▶ **TASK**
Reproduce, word for word, every line starting at the line that contains "Kindly segment every instance of the **miniature" and ending with the final line of the entries.

▶ **Region labeling items**
========================================

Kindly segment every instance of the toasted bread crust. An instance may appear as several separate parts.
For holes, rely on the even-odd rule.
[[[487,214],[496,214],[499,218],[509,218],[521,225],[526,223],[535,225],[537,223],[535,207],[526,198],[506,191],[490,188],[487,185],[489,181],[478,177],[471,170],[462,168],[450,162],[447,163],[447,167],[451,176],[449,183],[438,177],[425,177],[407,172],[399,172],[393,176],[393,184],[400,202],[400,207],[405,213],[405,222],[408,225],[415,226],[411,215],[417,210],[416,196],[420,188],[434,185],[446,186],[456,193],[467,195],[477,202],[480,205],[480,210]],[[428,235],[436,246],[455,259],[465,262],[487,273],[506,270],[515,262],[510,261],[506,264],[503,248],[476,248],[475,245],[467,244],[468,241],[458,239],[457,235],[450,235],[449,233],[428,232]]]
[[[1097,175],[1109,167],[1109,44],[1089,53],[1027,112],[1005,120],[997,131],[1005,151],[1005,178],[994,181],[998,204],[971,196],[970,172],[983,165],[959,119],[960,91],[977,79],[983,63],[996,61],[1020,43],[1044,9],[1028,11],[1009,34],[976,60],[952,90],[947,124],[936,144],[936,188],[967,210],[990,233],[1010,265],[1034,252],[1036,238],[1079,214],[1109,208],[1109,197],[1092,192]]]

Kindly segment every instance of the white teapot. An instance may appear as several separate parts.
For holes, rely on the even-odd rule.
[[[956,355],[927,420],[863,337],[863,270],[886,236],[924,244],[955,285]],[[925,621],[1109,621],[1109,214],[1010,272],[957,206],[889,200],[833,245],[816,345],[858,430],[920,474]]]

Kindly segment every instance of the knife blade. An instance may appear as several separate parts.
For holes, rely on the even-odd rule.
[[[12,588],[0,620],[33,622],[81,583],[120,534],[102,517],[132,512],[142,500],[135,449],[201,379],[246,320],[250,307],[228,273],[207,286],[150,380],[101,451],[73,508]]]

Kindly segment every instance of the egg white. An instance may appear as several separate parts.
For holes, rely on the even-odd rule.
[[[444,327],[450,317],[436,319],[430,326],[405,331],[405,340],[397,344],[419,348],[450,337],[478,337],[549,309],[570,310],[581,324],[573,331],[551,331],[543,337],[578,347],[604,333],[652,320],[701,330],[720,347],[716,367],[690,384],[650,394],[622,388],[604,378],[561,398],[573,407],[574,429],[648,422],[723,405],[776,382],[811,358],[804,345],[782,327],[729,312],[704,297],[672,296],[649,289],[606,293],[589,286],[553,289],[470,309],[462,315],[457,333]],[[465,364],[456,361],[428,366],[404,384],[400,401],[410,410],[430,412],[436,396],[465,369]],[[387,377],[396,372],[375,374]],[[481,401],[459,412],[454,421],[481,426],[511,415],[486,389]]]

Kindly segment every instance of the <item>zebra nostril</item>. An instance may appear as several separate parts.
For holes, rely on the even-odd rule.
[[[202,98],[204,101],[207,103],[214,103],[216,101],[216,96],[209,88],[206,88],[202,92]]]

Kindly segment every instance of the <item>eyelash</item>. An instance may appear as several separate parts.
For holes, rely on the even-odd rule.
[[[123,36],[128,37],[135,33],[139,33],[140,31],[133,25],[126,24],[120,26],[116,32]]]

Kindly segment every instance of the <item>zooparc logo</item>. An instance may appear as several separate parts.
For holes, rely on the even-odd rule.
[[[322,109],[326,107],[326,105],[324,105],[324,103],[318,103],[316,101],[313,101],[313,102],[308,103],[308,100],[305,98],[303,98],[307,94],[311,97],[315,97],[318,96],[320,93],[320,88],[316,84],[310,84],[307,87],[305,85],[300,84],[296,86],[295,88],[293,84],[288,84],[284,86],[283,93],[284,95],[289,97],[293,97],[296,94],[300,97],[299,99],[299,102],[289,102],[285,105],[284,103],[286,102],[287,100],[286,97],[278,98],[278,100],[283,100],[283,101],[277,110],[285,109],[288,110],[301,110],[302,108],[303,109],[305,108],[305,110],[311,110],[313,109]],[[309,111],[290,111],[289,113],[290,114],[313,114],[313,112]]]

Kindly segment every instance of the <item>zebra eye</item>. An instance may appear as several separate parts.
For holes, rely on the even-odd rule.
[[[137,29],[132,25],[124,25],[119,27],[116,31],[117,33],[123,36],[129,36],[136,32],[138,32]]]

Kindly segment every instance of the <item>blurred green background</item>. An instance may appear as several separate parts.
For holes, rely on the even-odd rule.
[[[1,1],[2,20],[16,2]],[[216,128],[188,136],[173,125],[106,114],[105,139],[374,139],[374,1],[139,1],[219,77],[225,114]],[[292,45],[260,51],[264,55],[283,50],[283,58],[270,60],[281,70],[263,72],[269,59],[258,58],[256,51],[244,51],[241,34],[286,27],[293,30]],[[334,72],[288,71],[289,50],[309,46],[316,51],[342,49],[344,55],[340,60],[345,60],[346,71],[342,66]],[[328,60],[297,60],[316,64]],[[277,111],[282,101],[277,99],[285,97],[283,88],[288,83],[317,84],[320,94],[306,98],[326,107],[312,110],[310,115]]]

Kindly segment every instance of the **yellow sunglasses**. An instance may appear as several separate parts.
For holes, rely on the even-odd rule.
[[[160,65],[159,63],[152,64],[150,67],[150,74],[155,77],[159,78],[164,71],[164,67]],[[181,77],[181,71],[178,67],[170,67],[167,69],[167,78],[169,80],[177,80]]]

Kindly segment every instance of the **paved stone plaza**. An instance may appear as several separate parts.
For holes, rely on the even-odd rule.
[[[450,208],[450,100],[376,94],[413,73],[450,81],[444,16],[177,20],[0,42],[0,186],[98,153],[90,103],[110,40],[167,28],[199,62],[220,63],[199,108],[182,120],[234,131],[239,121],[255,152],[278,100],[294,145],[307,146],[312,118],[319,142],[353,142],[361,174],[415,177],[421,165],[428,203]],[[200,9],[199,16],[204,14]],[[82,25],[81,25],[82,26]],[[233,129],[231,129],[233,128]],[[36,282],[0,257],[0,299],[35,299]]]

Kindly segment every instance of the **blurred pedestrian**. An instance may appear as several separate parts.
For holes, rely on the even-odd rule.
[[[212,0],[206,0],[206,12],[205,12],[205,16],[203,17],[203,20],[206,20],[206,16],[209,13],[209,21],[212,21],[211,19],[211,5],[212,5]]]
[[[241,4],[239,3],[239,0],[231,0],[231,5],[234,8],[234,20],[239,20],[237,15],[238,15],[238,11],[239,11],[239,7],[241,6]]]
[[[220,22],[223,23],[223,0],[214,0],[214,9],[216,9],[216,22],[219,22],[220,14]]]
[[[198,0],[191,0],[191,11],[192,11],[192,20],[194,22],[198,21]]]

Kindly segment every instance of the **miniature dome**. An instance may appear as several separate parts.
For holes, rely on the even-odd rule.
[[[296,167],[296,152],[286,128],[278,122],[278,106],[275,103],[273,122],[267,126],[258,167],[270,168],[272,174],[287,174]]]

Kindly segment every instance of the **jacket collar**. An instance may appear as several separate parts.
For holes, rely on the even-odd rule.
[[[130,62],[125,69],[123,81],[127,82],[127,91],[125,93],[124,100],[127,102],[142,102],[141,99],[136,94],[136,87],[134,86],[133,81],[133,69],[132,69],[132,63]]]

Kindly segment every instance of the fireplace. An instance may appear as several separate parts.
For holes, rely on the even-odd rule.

========================================

▶ **ANSWER TO THIS EXERCISE**
Kindly segment every instance of the **miniature dome**. An instance may appear as several separate parts.
For holes, rely on the even-odd rule.
[[[296,167],[296,152],[286,128],[278,122],[278,106],[275,103],[273,122],[267,126],[258,167],[270,168],[272,174],[287,174]]]

Kindly segment every instance of the **jacket collar**. An instance may appear as several separate parts.
For holes, rely on the even-odd rule.
[[[130,62],[125,69],[123,81],[127,82],[127,91],[125,93],[124,100],[127,102],[142,102],[141,99],[136,94],[136,87],[134,86],[133,81],[133,69],[132,69],[132,63]]]

Kindly segment every instance of the fireplace. An instance may appear as several separate parts.
For holes, rely on the even-odd rule.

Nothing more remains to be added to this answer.